October 22, 2007 Issue

It Takes an Agenda

Conservatives cannot live by Hillary-hate alone.
The American Conservative
by David Weigel

(snip)


But see if you can spot the problem. Conservatives are fraught, angry at their traditional party, unable to decide on a standard-bearer, unsure even what they stand for. They don’t think this is the year to sort those problems out. They’re counting on a short-cut when the Democrats nominate an unelectable cold fish who has infuriated the Right for a decade and a half. Millions remember how they felt when she belittled other wives for “staying home and baking cookies,” and Bill Clinton promised voters “two for the price of one” if they sent his family to the White House. On the Right, the list of grievances was even longer. Both Clintons were seen as ambassadors of 1960s radicalism and cultural decadence, and Hillary was the worse of the two: a pro-choice feminist who didn’t take her husband’s name until pollsters told her it would help him make a political comeback.

Yet for all of that outrage, Republicans lost that election to the Clintons. And the hope that voters will see what they see and reject what the Clintons stand for resembles the plan Democrats clung to in 2004. They choose John Kerry on the theory he would be the least controversial general-election candidate, then counted on an electorate fed up with George W. Bush to deliver the election. In the nearly three years since, Hillary has been the de facto Democratic candidate. The Right’s efforts to attack her have fallen completely, pathetically flat. Her popularity is low, but not much lower than Bush’s was in 2004. If the linchpin of a 2008 campaign is unifying Republicans in the cause of defeating Hillary, it might be enough to stitch together most of the conservative movement—but not enough to win.

Dataset entries.
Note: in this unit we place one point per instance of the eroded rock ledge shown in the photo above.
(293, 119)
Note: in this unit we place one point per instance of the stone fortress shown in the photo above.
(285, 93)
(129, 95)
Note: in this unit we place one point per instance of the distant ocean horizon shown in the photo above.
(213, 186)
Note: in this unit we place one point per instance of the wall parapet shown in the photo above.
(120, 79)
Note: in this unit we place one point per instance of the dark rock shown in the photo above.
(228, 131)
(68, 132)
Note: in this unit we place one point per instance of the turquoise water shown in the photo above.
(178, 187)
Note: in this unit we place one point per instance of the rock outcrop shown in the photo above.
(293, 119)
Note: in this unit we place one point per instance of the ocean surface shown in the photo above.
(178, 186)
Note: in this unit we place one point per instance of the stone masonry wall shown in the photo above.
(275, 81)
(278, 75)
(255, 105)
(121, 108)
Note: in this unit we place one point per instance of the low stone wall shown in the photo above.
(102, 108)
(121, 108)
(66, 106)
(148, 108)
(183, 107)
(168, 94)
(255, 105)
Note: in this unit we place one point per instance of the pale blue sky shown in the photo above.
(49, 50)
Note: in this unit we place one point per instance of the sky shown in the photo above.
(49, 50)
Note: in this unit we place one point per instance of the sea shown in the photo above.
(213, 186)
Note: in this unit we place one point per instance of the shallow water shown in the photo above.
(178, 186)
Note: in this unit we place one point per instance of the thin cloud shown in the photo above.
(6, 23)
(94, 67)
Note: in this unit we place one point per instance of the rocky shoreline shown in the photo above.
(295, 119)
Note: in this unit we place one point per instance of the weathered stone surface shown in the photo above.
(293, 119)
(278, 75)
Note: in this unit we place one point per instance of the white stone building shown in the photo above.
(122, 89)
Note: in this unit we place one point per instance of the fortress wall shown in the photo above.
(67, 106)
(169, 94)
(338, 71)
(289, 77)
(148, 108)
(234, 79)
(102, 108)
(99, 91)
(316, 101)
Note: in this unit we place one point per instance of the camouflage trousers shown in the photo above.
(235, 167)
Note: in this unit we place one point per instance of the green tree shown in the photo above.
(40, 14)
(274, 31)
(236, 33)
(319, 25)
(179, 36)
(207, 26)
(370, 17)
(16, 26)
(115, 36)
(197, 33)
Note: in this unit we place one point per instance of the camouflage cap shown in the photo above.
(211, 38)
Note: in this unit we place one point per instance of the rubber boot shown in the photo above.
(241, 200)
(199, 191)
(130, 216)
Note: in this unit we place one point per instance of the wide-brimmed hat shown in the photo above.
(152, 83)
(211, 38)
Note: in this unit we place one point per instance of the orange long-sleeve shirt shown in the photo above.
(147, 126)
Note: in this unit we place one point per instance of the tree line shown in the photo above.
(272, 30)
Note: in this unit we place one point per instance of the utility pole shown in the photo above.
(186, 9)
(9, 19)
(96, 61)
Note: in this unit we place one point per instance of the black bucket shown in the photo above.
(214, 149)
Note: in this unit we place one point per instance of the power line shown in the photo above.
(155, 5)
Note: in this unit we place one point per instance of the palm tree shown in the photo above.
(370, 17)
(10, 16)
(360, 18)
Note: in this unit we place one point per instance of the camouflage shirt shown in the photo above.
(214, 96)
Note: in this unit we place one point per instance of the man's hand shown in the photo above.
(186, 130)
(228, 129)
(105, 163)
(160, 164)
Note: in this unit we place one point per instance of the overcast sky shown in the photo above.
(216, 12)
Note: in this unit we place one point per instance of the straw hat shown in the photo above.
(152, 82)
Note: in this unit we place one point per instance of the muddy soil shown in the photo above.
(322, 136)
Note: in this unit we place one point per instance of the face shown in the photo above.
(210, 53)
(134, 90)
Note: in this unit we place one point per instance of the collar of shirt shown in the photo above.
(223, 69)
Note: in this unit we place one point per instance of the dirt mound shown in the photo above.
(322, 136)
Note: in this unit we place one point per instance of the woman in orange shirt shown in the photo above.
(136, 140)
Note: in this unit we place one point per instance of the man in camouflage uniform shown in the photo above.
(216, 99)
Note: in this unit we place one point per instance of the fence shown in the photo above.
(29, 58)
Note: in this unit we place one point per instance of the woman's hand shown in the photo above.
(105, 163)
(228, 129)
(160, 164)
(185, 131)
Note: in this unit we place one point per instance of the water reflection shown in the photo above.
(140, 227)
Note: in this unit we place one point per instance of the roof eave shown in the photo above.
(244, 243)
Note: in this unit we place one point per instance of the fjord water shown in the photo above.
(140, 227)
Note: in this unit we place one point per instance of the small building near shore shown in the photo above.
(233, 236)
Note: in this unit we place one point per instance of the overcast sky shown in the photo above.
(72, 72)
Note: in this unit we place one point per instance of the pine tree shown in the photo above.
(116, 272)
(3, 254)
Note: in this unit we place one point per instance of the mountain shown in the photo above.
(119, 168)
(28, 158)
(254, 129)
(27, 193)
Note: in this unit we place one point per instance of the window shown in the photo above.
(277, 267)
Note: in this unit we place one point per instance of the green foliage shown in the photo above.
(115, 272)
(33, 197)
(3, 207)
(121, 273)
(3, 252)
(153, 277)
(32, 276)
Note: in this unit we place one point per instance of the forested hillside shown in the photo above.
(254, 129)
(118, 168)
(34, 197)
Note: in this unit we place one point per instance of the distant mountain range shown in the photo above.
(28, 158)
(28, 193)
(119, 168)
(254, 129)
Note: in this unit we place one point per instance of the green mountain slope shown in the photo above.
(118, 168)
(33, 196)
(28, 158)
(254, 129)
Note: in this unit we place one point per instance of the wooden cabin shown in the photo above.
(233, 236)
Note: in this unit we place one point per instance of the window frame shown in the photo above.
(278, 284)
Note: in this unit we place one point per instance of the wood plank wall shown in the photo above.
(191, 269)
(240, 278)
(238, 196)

Given task 1.
List every line in the records that contains the word "fortress", matching its case exactly.
Given task 2.
Continue the magazine piece on conservatives and the 2008 campaign against Hillary Clinton, starting after its final sentence.

Right answer 1.
Note: in this unit we place one point per instance of the stone fortress shown in the photo above.
Note: in this unit we place one point per instance of the fortress wall shown in the photo above.

Right answer 2.
(snip)

And those efforts have been absolute triumphs compared to the third-party anti-Hillary efforts and PACs. The first sign that conservative donors were growing less animated about the Clintons was the launch of Stop Her Now in February 2005. Republican strategist Arthur Finkelstein planned on raising $10 million for a campaign along the lines of the Swift Boat Veterans for Truth, the 2004 group that raised $27 million to attack John Kerry’s Vietnam service and his homeland antiwar activism. Finkelstein failed. The group recorded a radio ad that was never broadcast and from its founding through June 2005, reported only one $500 donation. Over the next year, Clinton glided to her Senate re-election as the group raised only $25,000, and she out-raised her opponent by nearly ten to one.



(snip)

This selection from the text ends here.